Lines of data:
* * * * *

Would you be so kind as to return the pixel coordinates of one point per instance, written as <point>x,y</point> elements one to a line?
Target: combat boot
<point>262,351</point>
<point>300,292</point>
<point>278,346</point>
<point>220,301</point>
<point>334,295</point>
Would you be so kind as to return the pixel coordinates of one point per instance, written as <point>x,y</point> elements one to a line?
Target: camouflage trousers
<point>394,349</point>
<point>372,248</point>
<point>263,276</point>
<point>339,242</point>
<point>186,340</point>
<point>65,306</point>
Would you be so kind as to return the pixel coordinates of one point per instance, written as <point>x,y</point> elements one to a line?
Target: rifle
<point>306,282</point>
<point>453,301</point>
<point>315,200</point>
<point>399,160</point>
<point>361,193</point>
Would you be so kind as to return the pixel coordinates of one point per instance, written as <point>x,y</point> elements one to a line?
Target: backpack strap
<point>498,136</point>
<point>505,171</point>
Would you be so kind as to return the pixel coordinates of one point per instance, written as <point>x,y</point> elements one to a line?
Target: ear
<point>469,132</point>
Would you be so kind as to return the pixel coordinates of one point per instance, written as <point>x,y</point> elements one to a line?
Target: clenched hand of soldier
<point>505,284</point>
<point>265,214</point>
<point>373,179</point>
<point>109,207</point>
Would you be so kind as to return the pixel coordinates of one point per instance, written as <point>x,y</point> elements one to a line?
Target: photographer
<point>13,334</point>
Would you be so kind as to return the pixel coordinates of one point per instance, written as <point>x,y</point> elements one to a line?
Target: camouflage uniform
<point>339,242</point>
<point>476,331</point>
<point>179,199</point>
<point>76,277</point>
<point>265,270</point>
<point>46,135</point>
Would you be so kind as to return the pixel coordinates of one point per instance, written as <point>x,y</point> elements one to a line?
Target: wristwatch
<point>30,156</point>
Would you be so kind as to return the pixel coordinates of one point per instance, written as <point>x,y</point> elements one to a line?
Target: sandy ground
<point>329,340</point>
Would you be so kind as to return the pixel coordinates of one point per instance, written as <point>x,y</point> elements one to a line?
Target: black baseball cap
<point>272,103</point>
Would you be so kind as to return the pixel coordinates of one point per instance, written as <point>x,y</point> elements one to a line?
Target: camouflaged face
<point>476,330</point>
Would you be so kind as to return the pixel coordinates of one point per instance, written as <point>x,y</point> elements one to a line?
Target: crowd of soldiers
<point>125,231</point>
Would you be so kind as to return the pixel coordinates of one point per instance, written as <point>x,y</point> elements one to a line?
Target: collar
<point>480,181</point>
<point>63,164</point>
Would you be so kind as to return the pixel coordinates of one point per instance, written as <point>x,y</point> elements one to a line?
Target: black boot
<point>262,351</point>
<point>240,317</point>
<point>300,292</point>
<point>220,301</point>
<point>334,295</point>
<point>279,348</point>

* * * * *

Gather each line above that contains the word "black", and copy those lines in full.

Target: black baseball cap
Target: black boot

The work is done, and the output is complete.